***** Extract *****

Getting tax benefits sooner – Brad Beer

Getting tax benefits sooner – Brad Beer

Investors often wait until the end of the financial year to take advantage of depreciation and the other deductions they are entitled to, but there is a method which allows investors to receive their deductions more regularly.  Brad Beer tells us about a Pay As You Go withholding variation.

Transcript:

Kevin:  Investors often wait until the end of the financial year to take advantage of depreciation and the other deductions that they’re entitled to, but there is a method that allows investors to receive their deductions more regularly. This involves submitting a PAYG – pay as you go – withholding variation with the help of an accountant.

Brad Beer from BMT Tax Depreciation can explain how a PAYG withholding variation works and why including depreciation claims in this process will help you as an investor. He joins me to talk about that.

Good day, Brad. How are you doing?

Brad:  Fantastic, Kevin. Yourself?

Kevin:  Very well indeed, thanks, Brad. What difference can a depreciation claim, when it’s combined with submitting a PAYG withholding variation, make to an investor’s cashflow?

Brad:  Kevin, it can make a fair difference because of the deductions. But let’s just step back to the PAYG withholding variation to start with. It’s actually been around since… It was introduced back in July 2000, and what it is is simply a mechanism where at the moment, what often happens is you go through the year, your employer takes some tax out of your income and holds on to it and gives it to the tax office, and at the end of the financial year or just after, we get our gross certificates, we do a tax return, and if it’s nice, we get a nice tax refund.

PAYG means that you actually work this out probably at the start of the financial year and say “Hang on, employer. I don’t want you to pay all this money to the tax office and hold on to it until I do a tax return next year.”

And with a property investor, some of the deductions, especially the depreciation deduction that’s a non-cash deduction, you’re making all these deductions and you get this big refund at the end of the year. You might as well get it earlier and put it into your offset accounts or into your things instead of letting the tax office hold on to it for the year.

Kevin:  Absolutely.

Brad:  And look, how much difference can it make? Your employer doesn’t know about your other tax affairs, so they take out the standard required amount of tax and they pay it to the tax office for you. But in a simple scenario where the average deduction out of the properties that we do for depreciation is about $10,000, if we just took that average number and put someone who’s on the average tax rate of 37.5%, that’s about $3700 a year in cash back in deductions. That’s about $60 or $70 a week, something like that.

*****

■ Goals:
1. State whether each statement agrees with the transcript on PAYG withholding variations, answering yes or no and quoting the words that decide it.
(a) The PAYG withholding variation was introduced in July 2000.
(b) An employer knows about the employee's other tax affairs.
(c) Depreciation is described as a non-cash deduction.
2. Answer these questions from the transcript on PAYG withholding variations.
(a) Which firm is Brad Beer from?
(b) What is the average depreciation deduction per property that Brad cites?
(c) About how much cash back a year does he calculate at the average tax rate?
The lines after this transcript were taken from a different source.

***** Raw data *****

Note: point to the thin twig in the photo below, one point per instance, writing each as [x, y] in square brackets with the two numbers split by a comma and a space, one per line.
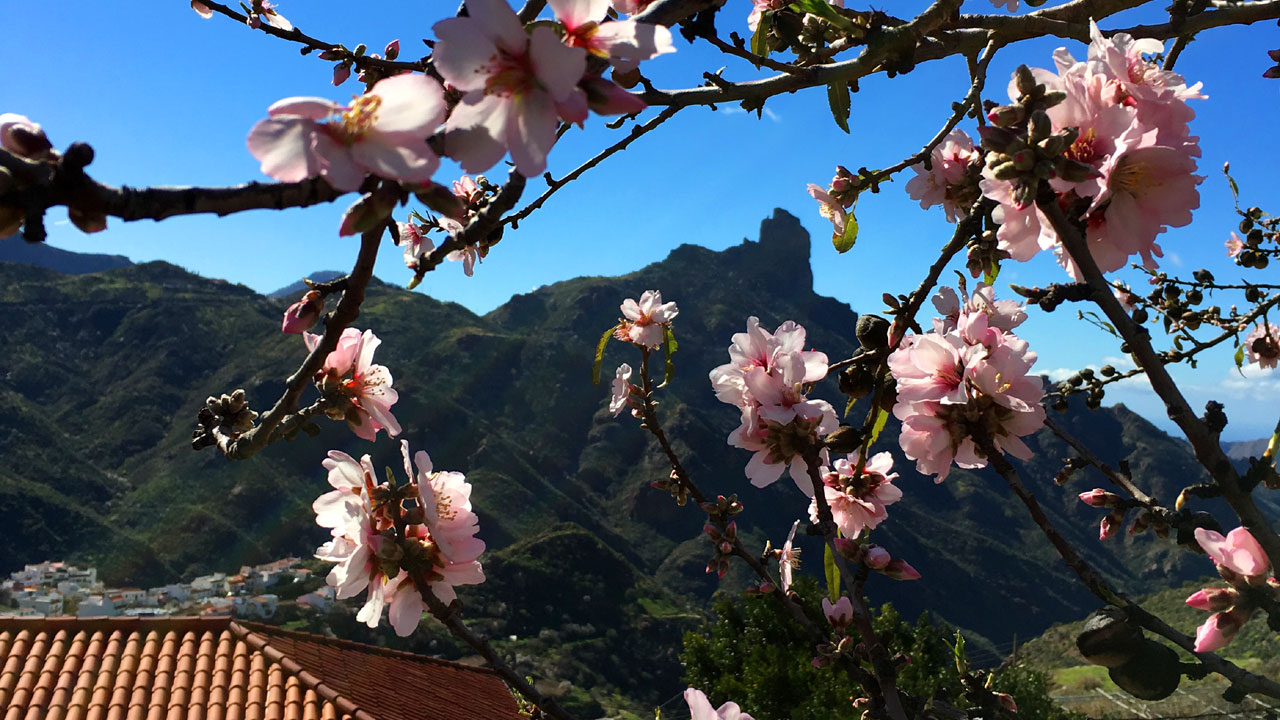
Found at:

*****

■ Solutions for each task:
1.
(a) Yes: "It was introduced back in July 2000"
(b) No: "Your employer doesn’t know about your other tax affairs"
(c) Yes: "the depreciation deduction that’s a non-cash deduction"

2.
(a) BMT Tax Depreciation
(b) About $10,000
(c) About $3700